#### [SELECTED EXTRACT]
Obscure, unpopular and illogical, none of them were ever going to make a good game.

Words: David Houghton, GamesRadar UK

A Nightmare On Elm St. | NES | LJN | 1990

This one’s a classic example of ‘Get the license because it’s a big movie, worry about whether it’ll work as a game later.’ You’ve got an IP in which the most charismatic character it a disfigured undead child-killer with a hand full of blades and a boiler room full of corpses. You’ve got a bunch of instantly forgettable heroes, - Bar that Depp guy. He could do well. Keep an eye on him - most of whome exist only to get killed in spectacular ways. You’ve got a movie with only one potential enemy, who incidentally happens to be the coolest character in the entire thing, plus epic amounts of gore, a bunch of teenage sex, and you’ve got to fit it all onto an 8-bit console in an era when gaming is still mainly a kids’ occupation. Good luck. Yoooooouu’ll need it!

#### [PROVIDED DATA]
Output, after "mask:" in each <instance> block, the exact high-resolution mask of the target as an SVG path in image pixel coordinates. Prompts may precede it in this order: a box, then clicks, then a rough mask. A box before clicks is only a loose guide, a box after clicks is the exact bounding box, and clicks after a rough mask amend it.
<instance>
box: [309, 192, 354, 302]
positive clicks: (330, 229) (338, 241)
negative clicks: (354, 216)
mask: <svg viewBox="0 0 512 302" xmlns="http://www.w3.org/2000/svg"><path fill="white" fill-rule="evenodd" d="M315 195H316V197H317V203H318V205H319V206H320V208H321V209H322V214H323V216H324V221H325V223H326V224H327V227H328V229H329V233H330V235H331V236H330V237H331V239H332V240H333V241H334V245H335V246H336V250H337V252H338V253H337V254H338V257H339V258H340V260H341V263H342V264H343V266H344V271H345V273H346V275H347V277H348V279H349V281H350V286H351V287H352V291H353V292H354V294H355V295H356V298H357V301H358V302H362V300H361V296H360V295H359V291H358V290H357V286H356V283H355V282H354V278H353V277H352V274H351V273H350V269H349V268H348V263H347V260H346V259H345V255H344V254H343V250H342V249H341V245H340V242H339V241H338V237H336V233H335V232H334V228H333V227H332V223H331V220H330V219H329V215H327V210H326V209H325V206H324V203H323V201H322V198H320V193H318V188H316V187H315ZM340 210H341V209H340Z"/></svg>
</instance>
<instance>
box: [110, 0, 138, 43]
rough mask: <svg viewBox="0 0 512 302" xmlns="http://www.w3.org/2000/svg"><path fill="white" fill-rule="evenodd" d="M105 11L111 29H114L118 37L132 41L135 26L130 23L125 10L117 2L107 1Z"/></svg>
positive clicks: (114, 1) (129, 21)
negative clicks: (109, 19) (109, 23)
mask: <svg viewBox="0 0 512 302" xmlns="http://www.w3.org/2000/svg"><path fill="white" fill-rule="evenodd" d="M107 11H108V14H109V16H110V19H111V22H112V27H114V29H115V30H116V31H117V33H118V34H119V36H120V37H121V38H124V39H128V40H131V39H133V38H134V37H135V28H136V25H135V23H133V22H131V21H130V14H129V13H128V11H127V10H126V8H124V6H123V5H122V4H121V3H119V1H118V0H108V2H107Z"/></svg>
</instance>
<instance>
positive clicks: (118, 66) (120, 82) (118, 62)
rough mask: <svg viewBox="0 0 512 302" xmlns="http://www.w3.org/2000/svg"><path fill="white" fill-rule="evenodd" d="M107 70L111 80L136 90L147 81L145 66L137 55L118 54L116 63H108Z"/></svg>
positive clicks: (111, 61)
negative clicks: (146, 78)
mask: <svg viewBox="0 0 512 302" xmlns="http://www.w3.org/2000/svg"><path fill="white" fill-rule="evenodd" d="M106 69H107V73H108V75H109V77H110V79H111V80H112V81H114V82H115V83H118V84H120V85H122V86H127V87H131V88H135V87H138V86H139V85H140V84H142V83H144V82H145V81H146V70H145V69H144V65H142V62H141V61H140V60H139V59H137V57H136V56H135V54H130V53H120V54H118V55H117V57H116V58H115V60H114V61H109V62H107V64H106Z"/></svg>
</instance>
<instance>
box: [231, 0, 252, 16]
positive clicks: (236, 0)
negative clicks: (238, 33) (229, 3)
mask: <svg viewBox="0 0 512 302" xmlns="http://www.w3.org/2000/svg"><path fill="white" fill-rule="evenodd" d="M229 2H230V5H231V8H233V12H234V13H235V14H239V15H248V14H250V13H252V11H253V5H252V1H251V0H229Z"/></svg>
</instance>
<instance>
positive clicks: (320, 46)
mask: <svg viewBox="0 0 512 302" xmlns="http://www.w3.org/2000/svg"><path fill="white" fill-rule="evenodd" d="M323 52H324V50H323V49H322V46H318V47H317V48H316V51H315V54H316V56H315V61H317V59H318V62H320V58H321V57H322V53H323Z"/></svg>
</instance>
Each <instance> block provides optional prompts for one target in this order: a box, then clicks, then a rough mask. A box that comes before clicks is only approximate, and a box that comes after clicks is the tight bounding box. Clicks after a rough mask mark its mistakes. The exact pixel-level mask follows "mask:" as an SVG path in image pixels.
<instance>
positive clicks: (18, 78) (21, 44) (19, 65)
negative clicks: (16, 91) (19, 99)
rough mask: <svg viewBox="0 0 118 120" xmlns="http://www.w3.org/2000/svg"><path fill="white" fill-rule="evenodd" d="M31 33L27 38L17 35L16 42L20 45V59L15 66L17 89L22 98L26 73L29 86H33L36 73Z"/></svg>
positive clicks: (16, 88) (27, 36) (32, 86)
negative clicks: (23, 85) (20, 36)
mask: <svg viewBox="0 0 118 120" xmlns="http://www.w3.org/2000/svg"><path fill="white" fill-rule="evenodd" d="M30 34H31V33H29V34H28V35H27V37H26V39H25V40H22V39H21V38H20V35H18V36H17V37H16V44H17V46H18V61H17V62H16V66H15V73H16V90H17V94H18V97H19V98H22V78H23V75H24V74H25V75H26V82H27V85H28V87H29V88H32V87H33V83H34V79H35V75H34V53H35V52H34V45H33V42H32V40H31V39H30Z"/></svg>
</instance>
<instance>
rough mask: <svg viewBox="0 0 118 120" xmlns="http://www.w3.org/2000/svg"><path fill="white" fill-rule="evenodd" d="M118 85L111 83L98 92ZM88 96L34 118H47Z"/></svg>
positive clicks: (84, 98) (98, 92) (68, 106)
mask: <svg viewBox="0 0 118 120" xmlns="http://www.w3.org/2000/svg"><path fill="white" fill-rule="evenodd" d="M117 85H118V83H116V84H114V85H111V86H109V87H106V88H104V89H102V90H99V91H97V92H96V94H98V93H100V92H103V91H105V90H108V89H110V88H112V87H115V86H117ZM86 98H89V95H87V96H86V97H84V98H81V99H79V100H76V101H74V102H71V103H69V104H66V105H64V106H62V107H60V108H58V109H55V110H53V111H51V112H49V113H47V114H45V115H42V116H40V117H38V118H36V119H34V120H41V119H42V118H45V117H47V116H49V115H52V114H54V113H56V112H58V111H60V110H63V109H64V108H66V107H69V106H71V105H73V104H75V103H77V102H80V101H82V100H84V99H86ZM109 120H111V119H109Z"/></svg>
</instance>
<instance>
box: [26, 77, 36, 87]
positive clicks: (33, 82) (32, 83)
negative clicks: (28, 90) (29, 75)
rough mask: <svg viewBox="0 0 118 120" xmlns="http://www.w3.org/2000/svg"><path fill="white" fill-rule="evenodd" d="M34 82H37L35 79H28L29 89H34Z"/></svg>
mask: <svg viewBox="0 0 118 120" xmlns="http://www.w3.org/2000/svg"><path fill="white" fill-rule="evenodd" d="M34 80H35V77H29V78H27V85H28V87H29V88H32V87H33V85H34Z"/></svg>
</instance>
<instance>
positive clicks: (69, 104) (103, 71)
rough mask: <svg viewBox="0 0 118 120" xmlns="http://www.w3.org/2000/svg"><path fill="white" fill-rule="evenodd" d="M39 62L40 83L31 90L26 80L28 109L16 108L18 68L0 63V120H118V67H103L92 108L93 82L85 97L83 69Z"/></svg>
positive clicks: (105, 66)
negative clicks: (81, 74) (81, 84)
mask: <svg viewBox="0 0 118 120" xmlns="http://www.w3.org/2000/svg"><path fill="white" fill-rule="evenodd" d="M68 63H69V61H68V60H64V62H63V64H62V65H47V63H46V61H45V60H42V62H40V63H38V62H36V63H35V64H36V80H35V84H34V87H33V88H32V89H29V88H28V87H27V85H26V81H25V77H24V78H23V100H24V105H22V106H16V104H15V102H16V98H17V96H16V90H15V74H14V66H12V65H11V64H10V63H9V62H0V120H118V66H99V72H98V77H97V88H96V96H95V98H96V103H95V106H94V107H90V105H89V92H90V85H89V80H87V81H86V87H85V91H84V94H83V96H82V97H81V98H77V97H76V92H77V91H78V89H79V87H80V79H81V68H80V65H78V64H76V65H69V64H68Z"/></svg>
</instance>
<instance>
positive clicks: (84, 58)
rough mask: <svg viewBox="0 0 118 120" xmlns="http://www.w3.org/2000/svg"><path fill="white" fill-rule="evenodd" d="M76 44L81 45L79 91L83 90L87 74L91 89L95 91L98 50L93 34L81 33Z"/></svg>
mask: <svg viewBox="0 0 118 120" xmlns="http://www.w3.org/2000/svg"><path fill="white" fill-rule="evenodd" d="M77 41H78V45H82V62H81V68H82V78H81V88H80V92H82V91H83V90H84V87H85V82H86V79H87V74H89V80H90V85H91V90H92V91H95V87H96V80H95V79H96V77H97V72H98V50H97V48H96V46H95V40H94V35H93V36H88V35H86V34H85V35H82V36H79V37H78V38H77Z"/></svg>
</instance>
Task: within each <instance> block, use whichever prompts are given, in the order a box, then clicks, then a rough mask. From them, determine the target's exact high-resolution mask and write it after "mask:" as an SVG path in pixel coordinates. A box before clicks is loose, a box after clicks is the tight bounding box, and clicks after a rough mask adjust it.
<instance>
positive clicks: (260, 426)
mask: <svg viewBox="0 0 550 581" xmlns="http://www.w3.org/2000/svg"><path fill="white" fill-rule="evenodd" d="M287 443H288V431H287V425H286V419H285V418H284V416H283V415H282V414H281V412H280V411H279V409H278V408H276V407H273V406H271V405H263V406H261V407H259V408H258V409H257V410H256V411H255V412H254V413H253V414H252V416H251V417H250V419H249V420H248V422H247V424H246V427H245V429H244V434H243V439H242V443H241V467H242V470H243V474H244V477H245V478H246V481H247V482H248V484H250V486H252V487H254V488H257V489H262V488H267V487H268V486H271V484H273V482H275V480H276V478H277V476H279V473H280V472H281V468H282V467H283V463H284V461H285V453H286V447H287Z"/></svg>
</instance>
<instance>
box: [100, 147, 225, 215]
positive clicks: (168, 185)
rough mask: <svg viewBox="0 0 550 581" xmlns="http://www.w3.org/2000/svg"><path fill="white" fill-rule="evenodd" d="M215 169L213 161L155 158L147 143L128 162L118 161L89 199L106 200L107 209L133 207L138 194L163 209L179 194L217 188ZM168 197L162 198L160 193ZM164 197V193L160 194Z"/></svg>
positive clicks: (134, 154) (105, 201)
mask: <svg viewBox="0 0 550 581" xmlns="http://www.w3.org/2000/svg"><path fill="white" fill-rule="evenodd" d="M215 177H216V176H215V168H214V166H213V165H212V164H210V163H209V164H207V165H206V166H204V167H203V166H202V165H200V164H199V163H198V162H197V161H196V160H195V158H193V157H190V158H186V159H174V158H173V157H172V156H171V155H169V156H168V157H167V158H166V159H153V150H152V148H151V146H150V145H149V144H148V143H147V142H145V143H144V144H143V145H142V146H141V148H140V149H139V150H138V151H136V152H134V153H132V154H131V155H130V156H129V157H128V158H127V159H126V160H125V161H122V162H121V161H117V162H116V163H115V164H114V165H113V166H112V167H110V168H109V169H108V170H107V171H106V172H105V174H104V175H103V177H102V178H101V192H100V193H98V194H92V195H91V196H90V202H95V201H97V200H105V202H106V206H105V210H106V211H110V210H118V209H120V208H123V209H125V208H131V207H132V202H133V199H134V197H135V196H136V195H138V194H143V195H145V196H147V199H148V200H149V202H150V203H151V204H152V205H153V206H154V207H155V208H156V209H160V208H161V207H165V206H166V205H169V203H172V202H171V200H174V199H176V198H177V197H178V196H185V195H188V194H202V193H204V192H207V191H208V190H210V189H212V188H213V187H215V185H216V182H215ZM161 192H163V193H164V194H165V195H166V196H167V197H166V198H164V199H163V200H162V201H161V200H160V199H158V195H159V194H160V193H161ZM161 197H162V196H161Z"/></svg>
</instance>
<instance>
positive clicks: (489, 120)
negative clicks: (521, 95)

#### [SET OF TASKS]
1. Reproduce the records word for word, from their very first line through the line containing "negative clicks: (354, 216)".
2. Resume the piece about the NES game A Nightmare On Elm St. from where it stops.

#### [RESPONSES IN ORDER]
1.
Output, after "mask:" in each <instance> block, the exact high-resolution mask of the target as an SVG path in image pixel coordinates. Prompts may precede it in this order: a box, then clicks, then a rough mask. A box before clicks is only a loose guide, a box after clicks is the exact bounding box, and clicks after a rough mask amend it.
<instance>
box: [309, 192, 354, 302]
positive clicks: (330, 229) (338, 241)
negative clicks: (354, 216)

2.
Properly adapting A Nightmare On Elm St. in a way which kept faithful to what fans loved about the movie could only have been done by creating an ultra-violent slash ‘em up in which gamers got to control a wise-cracking Freddy as he hacked the living shit - and any other bodily juices - out of a collection of dumb-ass teenagers across a series of surreal nightmare landscapes. That would have sold about four copies in the NES era though, and had LJN branded as the most dangerous and depraved thing since New Kids On The Block. Provided they'd even been able to pull it off on the available technology of course.

So they didn’t bother properly adapting it. Instead they made a bland platformer with a bland lead character trying to stop the clawed one (Boo!) by collecting his bones (Read: coin substitutes), sorted out the baddie problem by populating it with a veritable zoo of non-scary moving Hallowe’en decorations (Because, you know, it’s a horror game, it needs skeletons and bats), and had Freddy pop up occasionally as a lamer-than-a-no-legged-donkey boss.

About as scary and atmospheric as a roast potato.